Collect each line of the entries that holds the string "below".

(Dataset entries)
>>>>>

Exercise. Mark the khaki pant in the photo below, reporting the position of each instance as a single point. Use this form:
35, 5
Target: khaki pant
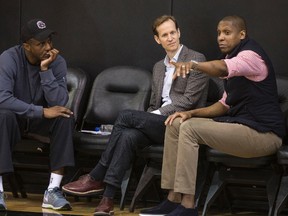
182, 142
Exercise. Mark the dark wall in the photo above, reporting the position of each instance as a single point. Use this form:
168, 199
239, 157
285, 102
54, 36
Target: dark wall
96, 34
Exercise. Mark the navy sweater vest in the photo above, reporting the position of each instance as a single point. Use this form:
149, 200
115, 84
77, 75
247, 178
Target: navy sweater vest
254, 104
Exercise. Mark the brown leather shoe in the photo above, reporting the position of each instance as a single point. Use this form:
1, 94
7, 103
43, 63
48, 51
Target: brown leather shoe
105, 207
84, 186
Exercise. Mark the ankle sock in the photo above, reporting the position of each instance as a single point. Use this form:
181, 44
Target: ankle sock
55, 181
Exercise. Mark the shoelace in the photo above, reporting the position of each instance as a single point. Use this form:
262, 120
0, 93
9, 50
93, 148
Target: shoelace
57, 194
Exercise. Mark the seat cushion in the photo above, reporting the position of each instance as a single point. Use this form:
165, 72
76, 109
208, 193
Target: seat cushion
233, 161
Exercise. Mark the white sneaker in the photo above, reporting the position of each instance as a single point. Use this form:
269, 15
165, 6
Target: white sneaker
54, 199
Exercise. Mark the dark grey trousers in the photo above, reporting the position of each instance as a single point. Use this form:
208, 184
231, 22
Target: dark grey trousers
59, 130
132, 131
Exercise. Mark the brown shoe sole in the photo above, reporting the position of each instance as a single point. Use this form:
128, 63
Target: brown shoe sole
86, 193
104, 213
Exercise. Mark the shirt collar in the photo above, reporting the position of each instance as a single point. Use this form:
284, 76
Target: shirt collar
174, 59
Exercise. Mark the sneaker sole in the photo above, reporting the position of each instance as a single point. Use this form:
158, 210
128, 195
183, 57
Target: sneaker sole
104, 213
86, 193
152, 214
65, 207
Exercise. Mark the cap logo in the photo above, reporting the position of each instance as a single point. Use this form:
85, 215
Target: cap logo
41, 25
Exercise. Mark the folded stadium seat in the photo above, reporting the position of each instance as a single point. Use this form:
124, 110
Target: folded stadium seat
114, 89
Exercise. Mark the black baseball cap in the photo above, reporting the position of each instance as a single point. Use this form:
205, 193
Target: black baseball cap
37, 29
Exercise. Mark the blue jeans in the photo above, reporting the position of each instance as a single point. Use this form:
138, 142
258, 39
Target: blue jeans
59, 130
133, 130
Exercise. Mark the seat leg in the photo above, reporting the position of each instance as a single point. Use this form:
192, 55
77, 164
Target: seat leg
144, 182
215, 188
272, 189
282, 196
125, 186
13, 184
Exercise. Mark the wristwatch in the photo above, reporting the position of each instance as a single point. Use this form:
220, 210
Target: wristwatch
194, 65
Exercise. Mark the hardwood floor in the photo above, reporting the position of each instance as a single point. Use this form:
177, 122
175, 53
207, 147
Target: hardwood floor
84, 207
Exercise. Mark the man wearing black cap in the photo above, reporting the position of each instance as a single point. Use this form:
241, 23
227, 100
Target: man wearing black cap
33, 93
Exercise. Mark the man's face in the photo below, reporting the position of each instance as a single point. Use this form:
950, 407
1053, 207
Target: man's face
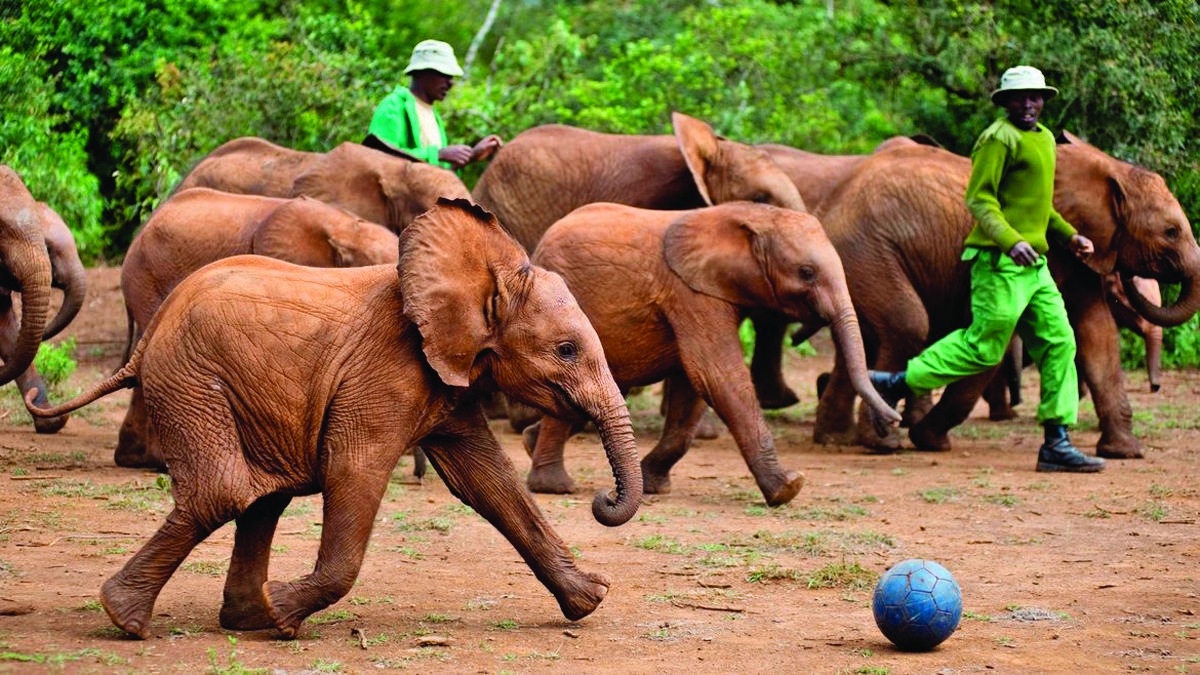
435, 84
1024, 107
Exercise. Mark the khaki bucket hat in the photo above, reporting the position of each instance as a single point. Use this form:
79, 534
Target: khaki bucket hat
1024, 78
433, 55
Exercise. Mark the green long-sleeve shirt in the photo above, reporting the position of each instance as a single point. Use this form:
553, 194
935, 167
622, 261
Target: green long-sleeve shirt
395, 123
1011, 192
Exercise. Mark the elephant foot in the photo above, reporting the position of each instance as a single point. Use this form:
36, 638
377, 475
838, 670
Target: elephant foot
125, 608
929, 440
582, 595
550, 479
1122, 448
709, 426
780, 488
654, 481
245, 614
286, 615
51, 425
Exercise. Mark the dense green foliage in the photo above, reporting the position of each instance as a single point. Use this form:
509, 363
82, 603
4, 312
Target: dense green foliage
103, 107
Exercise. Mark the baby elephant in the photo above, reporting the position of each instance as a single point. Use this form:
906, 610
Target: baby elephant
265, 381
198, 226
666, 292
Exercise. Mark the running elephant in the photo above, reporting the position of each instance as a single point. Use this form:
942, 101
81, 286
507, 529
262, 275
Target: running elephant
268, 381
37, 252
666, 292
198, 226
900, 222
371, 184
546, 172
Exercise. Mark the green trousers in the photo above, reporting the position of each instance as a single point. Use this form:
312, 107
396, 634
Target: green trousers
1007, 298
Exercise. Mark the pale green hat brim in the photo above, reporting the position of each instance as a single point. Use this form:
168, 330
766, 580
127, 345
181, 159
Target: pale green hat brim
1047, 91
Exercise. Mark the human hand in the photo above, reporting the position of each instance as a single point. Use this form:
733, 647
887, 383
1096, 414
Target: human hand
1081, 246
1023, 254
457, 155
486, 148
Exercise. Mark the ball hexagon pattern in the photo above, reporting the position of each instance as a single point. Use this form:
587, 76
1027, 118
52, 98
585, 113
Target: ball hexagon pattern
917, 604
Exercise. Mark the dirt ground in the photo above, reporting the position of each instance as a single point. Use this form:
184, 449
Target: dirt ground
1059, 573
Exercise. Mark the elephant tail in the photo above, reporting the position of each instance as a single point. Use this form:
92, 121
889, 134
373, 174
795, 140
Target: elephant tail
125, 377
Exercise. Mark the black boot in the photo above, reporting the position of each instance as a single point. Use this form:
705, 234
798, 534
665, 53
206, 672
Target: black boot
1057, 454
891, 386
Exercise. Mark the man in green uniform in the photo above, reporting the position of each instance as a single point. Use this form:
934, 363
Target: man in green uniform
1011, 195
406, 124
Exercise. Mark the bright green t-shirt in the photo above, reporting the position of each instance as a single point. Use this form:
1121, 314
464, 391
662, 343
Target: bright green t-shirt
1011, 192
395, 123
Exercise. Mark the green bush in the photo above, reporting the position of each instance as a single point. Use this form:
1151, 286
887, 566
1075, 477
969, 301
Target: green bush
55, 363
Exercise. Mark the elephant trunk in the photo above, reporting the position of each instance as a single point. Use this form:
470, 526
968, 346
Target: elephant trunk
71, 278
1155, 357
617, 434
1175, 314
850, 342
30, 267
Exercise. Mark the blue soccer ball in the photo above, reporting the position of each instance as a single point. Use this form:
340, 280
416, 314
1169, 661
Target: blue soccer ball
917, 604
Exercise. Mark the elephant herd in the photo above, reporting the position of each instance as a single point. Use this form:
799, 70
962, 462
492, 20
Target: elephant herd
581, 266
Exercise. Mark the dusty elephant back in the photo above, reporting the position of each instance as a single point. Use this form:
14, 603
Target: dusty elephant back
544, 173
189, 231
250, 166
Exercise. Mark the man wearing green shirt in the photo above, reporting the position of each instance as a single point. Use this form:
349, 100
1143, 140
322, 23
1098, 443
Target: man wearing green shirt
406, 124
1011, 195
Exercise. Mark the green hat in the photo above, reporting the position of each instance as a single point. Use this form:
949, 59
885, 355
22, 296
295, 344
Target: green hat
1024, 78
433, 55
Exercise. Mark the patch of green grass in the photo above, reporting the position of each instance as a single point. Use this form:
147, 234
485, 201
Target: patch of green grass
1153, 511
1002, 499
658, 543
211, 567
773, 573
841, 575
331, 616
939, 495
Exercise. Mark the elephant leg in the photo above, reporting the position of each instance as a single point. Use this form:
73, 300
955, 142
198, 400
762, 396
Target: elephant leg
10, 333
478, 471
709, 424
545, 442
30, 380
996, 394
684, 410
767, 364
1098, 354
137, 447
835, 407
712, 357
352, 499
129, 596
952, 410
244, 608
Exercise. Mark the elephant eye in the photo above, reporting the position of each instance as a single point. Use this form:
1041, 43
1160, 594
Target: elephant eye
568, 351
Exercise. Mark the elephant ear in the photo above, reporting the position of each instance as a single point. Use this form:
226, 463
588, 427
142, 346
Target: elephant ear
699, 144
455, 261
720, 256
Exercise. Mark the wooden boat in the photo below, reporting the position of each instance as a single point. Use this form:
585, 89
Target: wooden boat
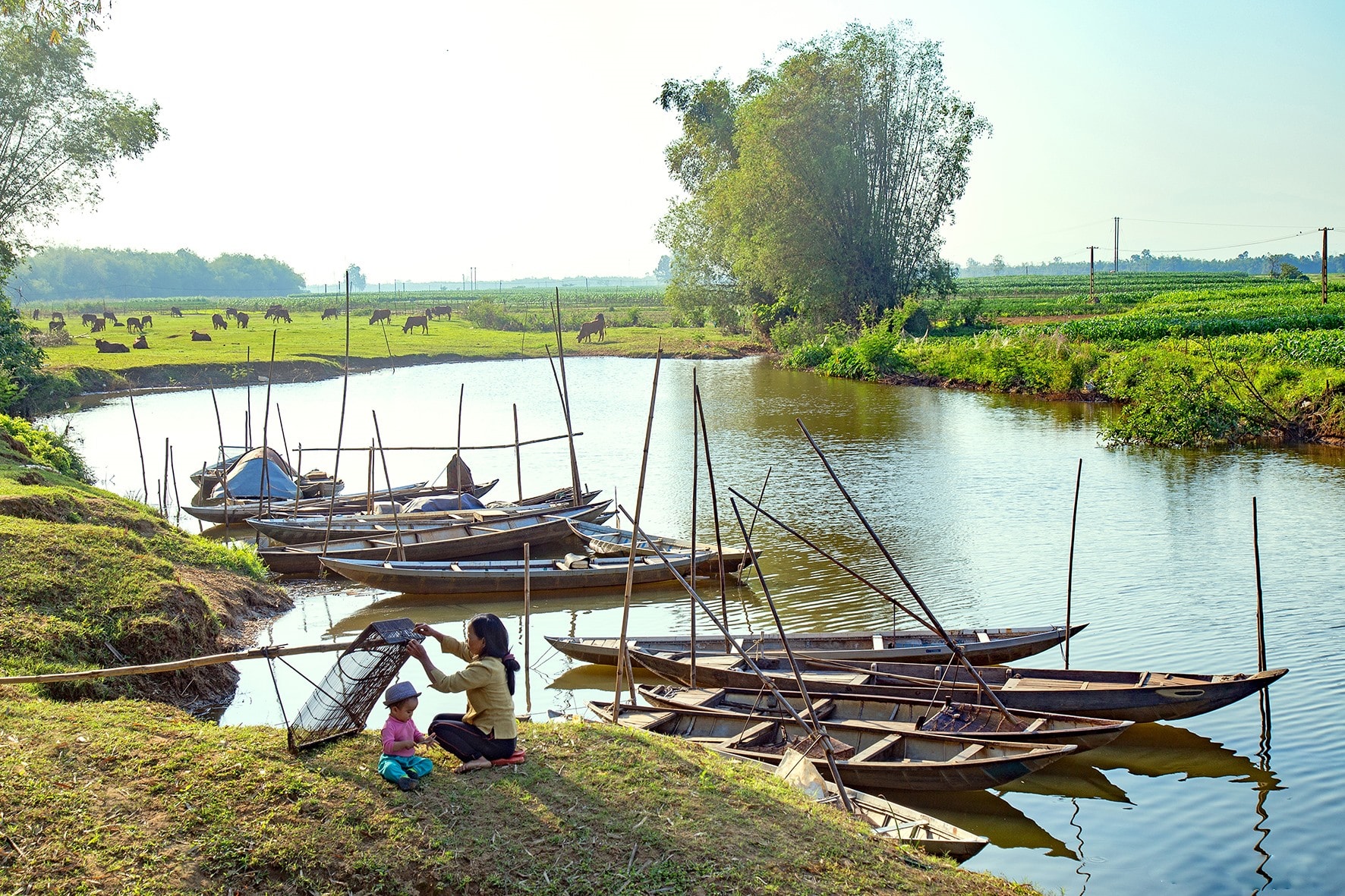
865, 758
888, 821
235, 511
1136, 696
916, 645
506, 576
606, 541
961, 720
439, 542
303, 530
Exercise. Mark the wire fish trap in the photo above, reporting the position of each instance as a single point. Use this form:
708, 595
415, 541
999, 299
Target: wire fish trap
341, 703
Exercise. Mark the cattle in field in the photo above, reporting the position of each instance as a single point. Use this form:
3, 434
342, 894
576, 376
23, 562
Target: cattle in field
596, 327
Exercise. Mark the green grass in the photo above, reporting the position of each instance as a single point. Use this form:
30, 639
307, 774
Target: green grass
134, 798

<<<<<

ANSWER FOR THIS EXERCISE
Exercise. Mark the khaki pant in the photo below, reporting the position of each instance as a single point. Use this form:
Exercise. Mark the man's face in the photo below, reporting the position of each instance as a single point. Use this form:
Exercise. Mark the wooden boat in the photo below, reporting the position of each instance as a single point. Use this form:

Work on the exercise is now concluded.